Exercise:
Emit a verbatim copy of the lines running from the line with "Return an outline for every instance of the white" through the end of the material below.

Data rows:
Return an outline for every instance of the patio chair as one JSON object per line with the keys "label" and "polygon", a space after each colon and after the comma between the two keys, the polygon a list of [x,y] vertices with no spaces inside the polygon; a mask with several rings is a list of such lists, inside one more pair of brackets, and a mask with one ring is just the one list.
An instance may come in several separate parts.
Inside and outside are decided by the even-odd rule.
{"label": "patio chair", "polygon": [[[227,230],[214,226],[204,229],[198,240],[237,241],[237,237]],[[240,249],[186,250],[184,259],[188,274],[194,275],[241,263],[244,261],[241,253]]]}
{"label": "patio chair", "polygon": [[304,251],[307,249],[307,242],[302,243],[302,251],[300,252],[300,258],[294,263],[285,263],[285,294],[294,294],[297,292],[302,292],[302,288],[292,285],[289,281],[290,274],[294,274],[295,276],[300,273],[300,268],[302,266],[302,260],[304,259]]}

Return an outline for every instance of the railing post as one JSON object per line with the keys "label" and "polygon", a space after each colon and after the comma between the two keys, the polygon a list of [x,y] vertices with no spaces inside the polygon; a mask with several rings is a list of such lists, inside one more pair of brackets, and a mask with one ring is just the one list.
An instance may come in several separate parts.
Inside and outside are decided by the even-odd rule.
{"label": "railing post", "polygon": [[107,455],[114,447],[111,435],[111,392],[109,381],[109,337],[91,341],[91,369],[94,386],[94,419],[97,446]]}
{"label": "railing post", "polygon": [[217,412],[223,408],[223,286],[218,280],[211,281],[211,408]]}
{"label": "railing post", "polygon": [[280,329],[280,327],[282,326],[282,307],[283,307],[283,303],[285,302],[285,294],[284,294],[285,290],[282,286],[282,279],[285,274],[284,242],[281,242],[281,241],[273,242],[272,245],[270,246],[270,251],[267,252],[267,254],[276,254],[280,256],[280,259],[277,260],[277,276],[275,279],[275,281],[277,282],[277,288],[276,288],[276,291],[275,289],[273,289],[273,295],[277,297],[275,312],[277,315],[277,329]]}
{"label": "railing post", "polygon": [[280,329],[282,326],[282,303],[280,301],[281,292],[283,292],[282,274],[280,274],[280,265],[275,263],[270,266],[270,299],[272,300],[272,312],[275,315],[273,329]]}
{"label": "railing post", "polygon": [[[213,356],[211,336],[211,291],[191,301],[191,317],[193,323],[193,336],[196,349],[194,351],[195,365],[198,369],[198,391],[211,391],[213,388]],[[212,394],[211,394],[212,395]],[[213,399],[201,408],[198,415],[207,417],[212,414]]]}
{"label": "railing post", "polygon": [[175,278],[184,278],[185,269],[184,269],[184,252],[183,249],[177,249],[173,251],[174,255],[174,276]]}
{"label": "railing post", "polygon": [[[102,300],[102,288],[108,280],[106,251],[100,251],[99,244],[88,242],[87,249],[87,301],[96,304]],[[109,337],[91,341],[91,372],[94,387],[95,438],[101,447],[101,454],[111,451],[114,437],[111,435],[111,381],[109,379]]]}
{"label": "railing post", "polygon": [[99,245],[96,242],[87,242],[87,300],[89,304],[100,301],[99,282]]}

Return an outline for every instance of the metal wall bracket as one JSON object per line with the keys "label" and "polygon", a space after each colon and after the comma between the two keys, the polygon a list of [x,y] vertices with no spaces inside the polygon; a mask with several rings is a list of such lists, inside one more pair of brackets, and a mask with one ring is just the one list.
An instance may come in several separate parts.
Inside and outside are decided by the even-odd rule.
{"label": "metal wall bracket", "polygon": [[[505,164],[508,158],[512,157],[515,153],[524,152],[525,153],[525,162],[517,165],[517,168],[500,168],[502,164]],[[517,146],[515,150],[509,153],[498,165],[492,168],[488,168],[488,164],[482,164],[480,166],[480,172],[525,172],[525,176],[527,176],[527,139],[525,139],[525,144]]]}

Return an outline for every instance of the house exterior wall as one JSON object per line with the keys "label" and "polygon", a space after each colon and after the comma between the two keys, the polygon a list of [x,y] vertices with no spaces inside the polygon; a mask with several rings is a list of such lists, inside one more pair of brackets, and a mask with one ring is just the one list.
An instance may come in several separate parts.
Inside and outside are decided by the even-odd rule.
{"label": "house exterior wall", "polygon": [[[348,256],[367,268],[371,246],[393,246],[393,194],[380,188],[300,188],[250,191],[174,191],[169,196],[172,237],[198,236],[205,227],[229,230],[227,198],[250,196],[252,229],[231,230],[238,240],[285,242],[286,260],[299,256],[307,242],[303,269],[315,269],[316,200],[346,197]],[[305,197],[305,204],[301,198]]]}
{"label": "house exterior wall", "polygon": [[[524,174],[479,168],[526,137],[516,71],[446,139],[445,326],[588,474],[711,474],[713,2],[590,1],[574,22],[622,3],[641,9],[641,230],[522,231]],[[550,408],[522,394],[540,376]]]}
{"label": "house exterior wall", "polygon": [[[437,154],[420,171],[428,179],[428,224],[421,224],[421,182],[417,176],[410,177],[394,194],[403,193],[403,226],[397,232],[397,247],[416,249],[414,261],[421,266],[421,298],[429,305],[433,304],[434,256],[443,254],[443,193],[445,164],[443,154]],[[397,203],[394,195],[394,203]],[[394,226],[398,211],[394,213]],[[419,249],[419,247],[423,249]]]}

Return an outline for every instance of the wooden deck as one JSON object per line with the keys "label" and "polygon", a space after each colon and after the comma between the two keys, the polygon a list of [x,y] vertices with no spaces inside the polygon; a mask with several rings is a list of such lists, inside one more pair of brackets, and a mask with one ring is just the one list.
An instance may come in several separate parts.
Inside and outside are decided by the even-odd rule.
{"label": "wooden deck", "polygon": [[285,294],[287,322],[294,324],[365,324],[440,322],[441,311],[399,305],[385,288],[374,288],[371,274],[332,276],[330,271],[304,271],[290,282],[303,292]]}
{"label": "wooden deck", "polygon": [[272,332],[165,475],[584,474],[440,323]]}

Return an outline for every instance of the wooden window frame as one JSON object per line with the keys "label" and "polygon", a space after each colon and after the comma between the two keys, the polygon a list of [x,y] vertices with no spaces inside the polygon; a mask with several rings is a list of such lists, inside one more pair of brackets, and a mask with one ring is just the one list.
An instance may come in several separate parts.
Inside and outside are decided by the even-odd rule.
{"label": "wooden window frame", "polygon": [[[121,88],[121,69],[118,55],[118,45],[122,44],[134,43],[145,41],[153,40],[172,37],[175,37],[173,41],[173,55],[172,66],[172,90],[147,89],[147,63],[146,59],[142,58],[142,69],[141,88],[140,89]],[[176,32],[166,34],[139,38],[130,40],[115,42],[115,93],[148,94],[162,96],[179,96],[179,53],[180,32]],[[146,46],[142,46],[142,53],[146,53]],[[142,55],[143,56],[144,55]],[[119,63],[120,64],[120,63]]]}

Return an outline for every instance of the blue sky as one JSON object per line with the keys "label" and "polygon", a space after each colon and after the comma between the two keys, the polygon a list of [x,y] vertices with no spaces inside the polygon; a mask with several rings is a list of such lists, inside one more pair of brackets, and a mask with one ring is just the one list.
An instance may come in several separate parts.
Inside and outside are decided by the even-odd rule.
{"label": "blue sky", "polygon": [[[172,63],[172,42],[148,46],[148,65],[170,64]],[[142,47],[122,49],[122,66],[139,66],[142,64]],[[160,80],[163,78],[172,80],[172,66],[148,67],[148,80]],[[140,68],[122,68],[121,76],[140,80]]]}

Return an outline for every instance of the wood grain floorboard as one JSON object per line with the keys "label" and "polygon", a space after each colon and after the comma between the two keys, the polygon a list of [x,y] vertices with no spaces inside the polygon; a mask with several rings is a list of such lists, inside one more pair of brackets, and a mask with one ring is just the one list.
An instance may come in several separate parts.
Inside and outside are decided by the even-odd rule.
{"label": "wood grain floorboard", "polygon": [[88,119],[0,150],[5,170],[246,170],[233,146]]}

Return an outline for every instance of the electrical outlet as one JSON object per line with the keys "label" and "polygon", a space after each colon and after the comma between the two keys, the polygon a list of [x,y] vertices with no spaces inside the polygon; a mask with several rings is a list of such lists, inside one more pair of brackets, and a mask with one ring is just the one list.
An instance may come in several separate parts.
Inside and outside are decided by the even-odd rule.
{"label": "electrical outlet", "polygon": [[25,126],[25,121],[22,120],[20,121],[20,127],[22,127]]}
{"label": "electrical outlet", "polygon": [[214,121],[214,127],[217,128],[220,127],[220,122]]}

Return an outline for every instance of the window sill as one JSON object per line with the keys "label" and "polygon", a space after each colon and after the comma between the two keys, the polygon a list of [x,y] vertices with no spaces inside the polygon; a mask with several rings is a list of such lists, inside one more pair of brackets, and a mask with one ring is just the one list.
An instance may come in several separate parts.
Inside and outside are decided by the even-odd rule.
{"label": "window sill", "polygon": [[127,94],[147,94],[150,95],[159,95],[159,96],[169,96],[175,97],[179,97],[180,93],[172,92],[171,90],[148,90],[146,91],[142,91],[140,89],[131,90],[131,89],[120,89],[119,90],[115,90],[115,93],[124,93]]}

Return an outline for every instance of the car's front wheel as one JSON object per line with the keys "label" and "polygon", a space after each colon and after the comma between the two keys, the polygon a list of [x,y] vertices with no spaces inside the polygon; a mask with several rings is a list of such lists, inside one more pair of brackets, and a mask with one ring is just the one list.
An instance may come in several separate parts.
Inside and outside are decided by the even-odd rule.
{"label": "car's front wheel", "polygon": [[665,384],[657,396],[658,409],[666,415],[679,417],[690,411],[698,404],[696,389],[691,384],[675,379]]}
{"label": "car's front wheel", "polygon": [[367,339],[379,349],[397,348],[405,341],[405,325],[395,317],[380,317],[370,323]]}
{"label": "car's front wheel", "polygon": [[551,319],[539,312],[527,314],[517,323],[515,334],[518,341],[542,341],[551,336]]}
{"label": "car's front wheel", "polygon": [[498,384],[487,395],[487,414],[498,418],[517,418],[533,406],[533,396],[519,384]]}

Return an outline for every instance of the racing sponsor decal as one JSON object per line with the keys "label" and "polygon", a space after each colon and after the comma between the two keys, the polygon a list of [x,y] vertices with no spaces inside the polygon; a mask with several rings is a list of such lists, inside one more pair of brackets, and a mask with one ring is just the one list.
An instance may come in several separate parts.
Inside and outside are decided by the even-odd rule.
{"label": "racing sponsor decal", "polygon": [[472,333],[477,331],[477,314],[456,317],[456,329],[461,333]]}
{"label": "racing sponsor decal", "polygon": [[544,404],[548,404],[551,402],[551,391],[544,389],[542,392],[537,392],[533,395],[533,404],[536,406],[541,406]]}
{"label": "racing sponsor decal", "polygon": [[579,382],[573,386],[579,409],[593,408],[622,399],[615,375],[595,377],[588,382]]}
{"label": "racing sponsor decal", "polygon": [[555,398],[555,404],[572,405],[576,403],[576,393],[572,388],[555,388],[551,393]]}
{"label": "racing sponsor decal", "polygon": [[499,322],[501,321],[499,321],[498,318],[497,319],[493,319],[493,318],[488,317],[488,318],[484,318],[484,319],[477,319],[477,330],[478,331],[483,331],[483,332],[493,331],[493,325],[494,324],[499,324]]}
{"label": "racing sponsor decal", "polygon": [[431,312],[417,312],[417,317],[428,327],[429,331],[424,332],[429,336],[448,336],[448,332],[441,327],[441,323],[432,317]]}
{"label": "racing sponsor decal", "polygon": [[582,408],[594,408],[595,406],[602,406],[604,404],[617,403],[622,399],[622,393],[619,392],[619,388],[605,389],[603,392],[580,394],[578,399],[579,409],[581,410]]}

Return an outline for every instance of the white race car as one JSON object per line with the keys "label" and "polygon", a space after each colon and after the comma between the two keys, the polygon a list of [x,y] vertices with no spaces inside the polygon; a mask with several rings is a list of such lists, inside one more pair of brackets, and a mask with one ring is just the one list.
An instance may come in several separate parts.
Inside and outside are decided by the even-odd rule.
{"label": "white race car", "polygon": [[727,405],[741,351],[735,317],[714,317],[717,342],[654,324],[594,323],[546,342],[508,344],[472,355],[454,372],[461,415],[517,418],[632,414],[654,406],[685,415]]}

The reply:
Return an outline for every instance of the white race car as one JSON object per line with the keys "label" and "polygon", a space after each colon and after the comma between the two keys, the polygon a list of [x,y] vertices with no spaces inside the polygon; a mask with several rings is a list of such lists, inside one more pair of brackets, and a mask with one ring is just the one list.
An instance may come in several separate parts.
Inside and outside are decided by the even-odd rule.
{"label": "white race car", "polygon": [[727,405],[741,351],[735,317],[714,317],[717,342],[654,324],[594,323],[546,342],[508,344],[472,355],[454,372],[461,415],[517,418],[632,414],[654,406],[685,415]]}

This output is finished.